§ Data:
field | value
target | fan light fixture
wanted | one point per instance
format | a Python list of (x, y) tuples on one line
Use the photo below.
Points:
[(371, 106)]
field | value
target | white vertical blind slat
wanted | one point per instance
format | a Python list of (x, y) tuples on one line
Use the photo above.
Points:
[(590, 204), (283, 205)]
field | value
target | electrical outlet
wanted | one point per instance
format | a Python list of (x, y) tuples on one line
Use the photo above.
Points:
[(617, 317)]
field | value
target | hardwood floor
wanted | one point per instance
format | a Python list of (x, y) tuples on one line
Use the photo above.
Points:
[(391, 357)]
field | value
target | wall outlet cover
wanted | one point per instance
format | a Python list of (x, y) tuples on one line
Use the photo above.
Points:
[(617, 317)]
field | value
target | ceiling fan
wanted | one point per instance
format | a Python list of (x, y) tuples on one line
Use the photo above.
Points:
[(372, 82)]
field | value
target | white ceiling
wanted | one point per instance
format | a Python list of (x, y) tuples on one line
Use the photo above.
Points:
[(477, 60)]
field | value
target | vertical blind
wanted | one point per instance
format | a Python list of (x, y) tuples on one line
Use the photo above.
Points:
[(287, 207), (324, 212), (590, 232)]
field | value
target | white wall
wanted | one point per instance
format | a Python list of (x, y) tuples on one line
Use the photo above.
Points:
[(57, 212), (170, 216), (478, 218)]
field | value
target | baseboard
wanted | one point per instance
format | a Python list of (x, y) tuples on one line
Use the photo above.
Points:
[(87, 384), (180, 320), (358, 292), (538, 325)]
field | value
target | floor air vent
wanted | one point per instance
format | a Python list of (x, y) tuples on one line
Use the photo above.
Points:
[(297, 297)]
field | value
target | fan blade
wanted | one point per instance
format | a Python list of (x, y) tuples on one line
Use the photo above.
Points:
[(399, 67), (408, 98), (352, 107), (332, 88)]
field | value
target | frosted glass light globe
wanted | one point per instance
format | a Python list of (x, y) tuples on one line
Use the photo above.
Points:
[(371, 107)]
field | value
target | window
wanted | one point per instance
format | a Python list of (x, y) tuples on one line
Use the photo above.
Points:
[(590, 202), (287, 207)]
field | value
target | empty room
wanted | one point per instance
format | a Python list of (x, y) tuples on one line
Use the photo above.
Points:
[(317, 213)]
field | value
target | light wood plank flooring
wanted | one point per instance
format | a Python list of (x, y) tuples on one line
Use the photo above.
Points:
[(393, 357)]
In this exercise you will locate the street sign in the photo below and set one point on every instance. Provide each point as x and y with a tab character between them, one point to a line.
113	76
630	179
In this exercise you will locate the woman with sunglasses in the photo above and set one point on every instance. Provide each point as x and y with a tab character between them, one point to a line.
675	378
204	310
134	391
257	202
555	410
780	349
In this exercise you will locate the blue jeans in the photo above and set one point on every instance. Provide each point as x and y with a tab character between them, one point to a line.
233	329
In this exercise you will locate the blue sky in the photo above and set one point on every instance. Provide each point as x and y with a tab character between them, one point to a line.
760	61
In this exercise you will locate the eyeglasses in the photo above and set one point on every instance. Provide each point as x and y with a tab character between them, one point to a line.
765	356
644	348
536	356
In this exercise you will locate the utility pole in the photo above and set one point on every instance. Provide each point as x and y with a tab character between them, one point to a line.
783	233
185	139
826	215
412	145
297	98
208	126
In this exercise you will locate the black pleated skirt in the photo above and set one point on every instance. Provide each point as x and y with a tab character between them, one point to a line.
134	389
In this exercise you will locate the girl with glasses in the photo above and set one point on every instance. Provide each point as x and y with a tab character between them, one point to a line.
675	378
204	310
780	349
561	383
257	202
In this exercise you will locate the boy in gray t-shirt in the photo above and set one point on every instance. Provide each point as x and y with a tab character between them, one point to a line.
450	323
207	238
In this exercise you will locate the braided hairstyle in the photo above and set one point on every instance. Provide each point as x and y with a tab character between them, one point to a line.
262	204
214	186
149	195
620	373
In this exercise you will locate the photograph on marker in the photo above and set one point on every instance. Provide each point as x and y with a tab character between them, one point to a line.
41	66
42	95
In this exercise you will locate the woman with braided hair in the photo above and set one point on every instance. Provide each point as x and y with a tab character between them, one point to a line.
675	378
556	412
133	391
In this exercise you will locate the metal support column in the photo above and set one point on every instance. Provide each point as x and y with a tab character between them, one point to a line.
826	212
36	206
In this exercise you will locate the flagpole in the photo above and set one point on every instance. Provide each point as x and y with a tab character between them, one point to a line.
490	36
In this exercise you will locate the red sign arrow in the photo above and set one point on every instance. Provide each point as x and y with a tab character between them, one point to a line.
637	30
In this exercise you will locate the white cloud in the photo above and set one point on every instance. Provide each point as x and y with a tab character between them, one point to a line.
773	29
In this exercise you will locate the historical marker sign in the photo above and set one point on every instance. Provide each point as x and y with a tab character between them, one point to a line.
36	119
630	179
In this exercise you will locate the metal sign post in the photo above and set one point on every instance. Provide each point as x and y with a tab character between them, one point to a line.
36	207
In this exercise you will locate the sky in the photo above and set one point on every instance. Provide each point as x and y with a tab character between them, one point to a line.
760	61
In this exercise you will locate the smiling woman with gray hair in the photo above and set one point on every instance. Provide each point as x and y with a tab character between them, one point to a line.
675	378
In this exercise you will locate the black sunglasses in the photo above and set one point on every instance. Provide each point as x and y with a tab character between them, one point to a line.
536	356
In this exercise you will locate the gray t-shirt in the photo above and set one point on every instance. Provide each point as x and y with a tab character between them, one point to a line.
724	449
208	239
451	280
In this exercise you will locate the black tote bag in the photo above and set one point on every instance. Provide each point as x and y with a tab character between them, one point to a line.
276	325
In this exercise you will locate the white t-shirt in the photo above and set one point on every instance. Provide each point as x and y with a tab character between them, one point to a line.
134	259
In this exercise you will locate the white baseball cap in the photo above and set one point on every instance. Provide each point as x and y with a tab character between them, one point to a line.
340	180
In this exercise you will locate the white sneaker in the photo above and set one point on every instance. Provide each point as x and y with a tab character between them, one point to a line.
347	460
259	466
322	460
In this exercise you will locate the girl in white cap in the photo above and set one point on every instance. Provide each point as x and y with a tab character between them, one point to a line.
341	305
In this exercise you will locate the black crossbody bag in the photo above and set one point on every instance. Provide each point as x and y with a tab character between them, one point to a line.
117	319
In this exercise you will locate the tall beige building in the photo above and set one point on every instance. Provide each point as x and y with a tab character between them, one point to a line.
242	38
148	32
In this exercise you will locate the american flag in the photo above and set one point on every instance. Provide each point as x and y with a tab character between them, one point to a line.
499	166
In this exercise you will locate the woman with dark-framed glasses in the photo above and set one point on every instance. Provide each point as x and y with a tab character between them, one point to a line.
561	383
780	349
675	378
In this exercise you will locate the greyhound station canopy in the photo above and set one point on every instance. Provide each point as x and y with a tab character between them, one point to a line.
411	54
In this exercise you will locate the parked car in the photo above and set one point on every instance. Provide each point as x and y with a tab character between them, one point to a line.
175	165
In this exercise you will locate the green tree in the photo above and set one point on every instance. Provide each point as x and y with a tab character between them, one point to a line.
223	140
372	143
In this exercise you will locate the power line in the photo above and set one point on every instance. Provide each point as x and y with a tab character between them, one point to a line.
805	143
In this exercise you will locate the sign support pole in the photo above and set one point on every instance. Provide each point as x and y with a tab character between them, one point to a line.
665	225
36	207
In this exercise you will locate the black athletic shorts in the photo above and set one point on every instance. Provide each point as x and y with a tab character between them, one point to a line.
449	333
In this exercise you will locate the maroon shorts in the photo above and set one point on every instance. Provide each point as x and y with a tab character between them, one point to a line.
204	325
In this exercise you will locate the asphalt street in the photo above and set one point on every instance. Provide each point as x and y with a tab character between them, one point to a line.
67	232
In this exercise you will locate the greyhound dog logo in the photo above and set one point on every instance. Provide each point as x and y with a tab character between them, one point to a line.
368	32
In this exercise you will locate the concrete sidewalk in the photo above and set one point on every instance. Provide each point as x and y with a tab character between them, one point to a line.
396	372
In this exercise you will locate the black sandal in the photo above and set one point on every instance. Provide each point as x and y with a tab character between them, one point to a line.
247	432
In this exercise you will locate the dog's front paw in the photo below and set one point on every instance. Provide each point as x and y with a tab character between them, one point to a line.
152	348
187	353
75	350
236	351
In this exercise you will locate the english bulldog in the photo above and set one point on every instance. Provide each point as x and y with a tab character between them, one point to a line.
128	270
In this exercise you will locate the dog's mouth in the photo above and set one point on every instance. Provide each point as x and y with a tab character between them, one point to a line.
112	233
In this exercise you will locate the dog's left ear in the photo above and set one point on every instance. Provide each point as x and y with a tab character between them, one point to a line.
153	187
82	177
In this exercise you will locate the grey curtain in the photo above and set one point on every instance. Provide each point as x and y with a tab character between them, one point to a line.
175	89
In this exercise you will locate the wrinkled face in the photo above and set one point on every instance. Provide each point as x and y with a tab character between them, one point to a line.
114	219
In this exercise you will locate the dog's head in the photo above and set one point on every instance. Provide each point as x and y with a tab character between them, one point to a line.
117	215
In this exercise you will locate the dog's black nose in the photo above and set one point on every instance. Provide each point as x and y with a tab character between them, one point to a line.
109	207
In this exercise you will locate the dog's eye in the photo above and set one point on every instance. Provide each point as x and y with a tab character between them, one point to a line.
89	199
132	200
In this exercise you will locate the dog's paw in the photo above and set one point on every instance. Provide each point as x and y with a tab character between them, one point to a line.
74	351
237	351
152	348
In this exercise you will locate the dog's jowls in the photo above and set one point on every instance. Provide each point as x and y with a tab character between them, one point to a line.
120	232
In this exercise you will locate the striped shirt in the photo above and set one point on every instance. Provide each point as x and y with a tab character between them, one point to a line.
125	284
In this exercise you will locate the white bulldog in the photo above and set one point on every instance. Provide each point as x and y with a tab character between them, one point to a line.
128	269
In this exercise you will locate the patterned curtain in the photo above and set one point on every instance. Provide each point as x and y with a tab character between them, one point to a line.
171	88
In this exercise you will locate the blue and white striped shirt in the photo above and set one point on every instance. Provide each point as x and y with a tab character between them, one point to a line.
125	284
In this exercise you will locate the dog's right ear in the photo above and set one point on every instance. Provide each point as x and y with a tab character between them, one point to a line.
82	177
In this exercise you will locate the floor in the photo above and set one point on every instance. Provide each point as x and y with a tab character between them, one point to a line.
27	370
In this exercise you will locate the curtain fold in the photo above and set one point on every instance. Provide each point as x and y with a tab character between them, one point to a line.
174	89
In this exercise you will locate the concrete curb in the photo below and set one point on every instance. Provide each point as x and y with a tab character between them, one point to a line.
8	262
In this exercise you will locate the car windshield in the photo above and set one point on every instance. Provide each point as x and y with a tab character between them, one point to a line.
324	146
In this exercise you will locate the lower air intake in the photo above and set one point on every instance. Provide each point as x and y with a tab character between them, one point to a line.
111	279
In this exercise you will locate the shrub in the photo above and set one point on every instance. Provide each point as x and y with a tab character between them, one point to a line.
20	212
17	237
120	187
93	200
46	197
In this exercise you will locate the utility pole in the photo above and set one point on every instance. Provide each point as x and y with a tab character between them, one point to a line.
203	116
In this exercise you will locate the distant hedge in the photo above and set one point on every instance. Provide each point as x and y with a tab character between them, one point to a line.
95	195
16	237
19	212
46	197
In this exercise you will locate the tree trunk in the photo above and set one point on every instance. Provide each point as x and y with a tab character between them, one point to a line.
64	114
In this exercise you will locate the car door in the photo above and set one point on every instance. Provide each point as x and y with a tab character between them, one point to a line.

§ Exercise: Where a line in the entries holds the word "wall", copy that line.

§ Response area:
target | wall outlet cover
target | white wall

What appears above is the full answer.